# Verilen metin:
──────

İp Cambazı

Deneyimsel Tasarım Öğretisi

 İp Cambazı

-Alo, efendim Ahmet. Tamamdır ortak, tabi daha önemli işin çıktıysa sorun değil, ben hep dükkandayım zaten biliyorsun.

Fatih, kim bilir kaçıncı kez şu cümleyi kuruyordu, “Sorun değil ben işin başındayım!” Telefonu kapattıktan sonra derin bir iç çekti. Suratı asılmıştı. “Yine tüm sorumluluk bana kaldı desene!” diye iç geçirdi. Sözde ortak iş yapıyorlardı ama bütün yük neredeyse Fatih’in omuzundaydı. Oysa başlarda iş bölümü yapmışlardı. Sabahları dükkanı biri açıyorsa akşam da diğeri kapatıyordu. Zaman geçtikçe Fatih’in yükü daha da artmıştı. Hatta eşiyle de bu yüzden zaman zaman tartışıyorlardı. “İşine aşıksın sen.” cümlesini çok sık duymaya başlamıştı. Çünkü Fatih evden çok işyerinde vakit geçiriyordu. Bazı geceler ofiste uyuyakalıyordu. Ortağı ise onun tam tersiydi. İnsan birbirinin bu kadar zıddı özelliklere sahipken nasıl ortak olabilirdi? Bu nedenle Fatih, “Hayatın bana büyük bir şakası galiba bu! Girdik bir işin içine, Allah sonumuzu hayır etsin.” deyip duruyordu.

──────

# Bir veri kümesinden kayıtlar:

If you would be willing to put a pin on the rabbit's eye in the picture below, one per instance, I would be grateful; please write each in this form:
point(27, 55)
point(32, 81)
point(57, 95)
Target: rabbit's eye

──────

# Verilen görev A:
İp Cambazı metnine göre şu soruları cevaplayın:
(i) Fatih telefonda hangi ortağıyla konuşuyor?
(ii) Başlardaki iş bölümüne göre sabahları dükkanı biri açıyorsa akşamları ne oluyordu?
(iii) Fatih hangi cümleyi çok sık duymaya başlamıştı?
# Verilen görev B:
Kayıtları satır satır, hiçbir şeyi değiştirmeden yeniden yazın.

# Tamamlanmış cevap A:
(i) Ahmet.
(ii) Akşamları dükkanı diğeri kapatıyordu.
(iii) "İşine aşıksın sen."

# Tamamlanmış cevap B:
If you would be willing to put a pin on the rabbit's eye in the picture below, one per instance, I would be grateful; please write each in this form:
point(27, 55)
point(32, 81)
point(57, 95)
Target: rabbit's eye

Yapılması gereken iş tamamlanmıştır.